::: Available data

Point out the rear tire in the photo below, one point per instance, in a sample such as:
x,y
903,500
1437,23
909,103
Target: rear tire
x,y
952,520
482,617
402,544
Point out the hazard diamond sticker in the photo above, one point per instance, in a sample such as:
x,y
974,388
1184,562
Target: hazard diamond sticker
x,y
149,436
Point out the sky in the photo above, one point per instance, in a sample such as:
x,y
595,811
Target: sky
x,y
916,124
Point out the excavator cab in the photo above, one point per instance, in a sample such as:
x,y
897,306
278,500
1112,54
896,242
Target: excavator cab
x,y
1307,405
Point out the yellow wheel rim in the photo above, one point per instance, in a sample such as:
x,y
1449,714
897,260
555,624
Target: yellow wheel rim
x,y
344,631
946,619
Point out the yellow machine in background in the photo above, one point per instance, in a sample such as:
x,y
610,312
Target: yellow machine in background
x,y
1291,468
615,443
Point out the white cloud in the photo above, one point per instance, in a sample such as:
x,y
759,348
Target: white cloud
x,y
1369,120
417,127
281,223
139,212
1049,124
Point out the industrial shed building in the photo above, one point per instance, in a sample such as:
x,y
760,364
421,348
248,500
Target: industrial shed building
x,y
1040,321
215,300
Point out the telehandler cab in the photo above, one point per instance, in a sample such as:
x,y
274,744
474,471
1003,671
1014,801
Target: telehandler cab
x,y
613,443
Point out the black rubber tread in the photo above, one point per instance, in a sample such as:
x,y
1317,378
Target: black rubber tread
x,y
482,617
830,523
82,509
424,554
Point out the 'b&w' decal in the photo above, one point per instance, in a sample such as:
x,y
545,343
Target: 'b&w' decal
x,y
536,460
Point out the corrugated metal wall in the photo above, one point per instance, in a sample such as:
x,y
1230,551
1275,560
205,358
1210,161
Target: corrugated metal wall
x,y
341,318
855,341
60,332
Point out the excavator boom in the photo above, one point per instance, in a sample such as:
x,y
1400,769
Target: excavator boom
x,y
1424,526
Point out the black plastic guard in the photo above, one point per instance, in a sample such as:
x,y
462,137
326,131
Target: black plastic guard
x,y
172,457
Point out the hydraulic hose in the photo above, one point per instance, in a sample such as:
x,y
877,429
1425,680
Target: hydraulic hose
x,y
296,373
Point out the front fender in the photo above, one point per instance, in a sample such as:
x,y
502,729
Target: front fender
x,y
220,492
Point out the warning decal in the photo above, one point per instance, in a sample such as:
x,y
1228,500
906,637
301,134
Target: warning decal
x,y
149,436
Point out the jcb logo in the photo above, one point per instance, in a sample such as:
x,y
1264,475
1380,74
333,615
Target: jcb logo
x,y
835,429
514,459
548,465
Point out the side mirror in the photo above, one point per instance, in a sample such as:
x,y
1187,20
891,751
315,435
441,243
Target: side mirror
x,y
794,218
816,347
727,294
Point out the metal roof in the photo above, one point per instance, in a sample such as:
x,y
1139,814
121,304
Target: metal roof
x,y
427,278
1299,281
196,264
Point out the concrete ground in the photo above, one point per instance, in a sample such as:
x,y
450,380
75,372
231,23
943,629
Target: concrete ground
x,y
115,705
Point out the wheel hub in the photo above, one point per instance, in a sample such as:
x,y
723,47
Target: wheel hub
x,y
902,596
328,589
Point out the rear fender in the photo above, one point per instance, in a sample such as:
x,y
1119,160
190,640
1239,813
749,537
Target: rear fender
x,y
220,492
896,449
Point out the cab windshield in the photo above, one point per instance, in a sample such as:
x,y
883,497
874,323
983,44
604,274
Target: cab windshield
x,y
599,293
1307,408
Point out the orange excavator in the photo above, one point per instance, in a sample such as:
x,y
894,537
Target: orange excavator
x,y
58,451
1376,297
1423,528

::::::

[Exercise] Retype the records above in full, matching each line exactly.

[Answer to this exercise]
Point out the rear tire in the photo below, one point per instance, in a sample such as:
x,y
903,500
1437,23
909,103
Target: rear tire
x,y
952,520
482,617
402,544
Point out the hazard diamond sticker in the photo above, one point per instance, in a sample such as:
x,y
974,388
1184,562
Target: hazard diamond sticker
x,y
149,436
Point out the sky in the photo above, one point per instance, in a sample such as:
x,y
595,811
Target: sky
x,y
916,124
Point out the excavator cab in the photo above, one point per instance, in a sample such as:
x,y
897,306
278,500
1112,54
896,242
Target: excavator cab
x,y
1307,405
Point out the yellow wheel rim in the photo above, one point per instance, in a sample such as:
x,y
1449,714
897,260
555,624
Target: yellow wheel rim
x,y
344,631
946,619
Point out the yellow machine in background in the photo above, one point per instance, in a sample such as:
x,y
610,312
Target: yellow machine in background
x,y
1291,468
615,443
Point out the white cloud in the photo above, one point per instance, in a sample such as:
x,y
759,348
Target: white cloud
x,y
1369,120
417,127
281,223
139,212
1049,124
Point out the industrial shed building in the photo above, one point per instance, in a sample such as:
x,y
760,364
421,348
248,500
Target: industrial shed building
x,y
1040,321
215,300
Point out the telehandler cab in the photo above, one point per instance, in a sample such as:
x,y
274,744
474,471
1003,671
1014,801
Target: telehandler cab
x,y
613,443
Point out the black rubber tread in the photo above, one point per instance, in a sample such as:
x,y
1317,378
Target: black rubber tread
x,y
482,617
830,523
82,509
424,554
Point out the 'b&w' decal in the photo above, one point per instance, in a sample such as:
x,y
545,343
Target: 'b&w' decal
x,y
536,460
Point out the corrugated metal wall in the photo above, one point per instance, in a sample such as:
x,y
1230,551
1275,560
205,358
1210,161
Target: corrugated metal wall
x,y
341,318
855,341
60,332
Point out the excavator boom in the photo above, one point per instance, in a sample such as:
x,y
1400,769
Target: excavator boom
x,y
1424,526
Point out the black plastic guard in the photo above, one point per instance, in a sample such as:
x,y
462,137
326,131
Target: black plastic guard
x,y
172,457
Point out the hydraulic hose in the photo above, one point per instance, in a sample such as:
x,y
877,429
1425,680
Target: hydraulic hose
x,y
296,373
Point out the front fender in the photo above, one point per instance, in a sample such as:
x,y
502,729
Target: front fender
x,y
220,492
Point out the warning decal in the photo above, one point per instance, in a sample such as:
x,y
1228,500
906,637
301,134
Target: warning decal
x,y
149,436
Point out the jcb logo in the photo above, one point per instance, in a sample such as:
x,y
1264,475
1380,74
333,615
Target: jcb logo
x,y
835,429
514,459
548,465
Point out the side mirror in the photo above, one point per instance, in a sample such as:
x,y
1187,20
891,751
315,435
441,243
Target: side mirror
x,y
794,218
816,347
727,294
Point out the metal roof in the photo above, one point per instance, in a sample such as:
x,y
1139,814
121,304
Target: metal roof
x,y
427,278
1299,281
196,264
Point out the concrete ground in the photo above, one point per instance, in a sample such as:
x,y
450,380
75,372
231,23
943,629
Target: concrete ground
x,y
115,705
Point out the wheel hub in the photo above, one point per instance, in a sample such as:
x,y
723,47
Target: wheel hub
x,y
902,596
328,589
Point out the rear fender in the photo above, one point per instance, in a sample such as:
x,y
1119,160
190,640
1239,813
749,537
Target: rear fender
x,y
220,492
896,449
Point out the cab windshield in the photo above, one point per instance, in a sample such as:
x,y
883,497
874,323
983,44
604,274
Target: cab windshield
x,y
599,293
1307,408
Point out the orange excavator in the photo above, one point per instance, in a sample such as:
x,y
894,537
Target: orange excavator
x,y
58,451
1376,297
1423,528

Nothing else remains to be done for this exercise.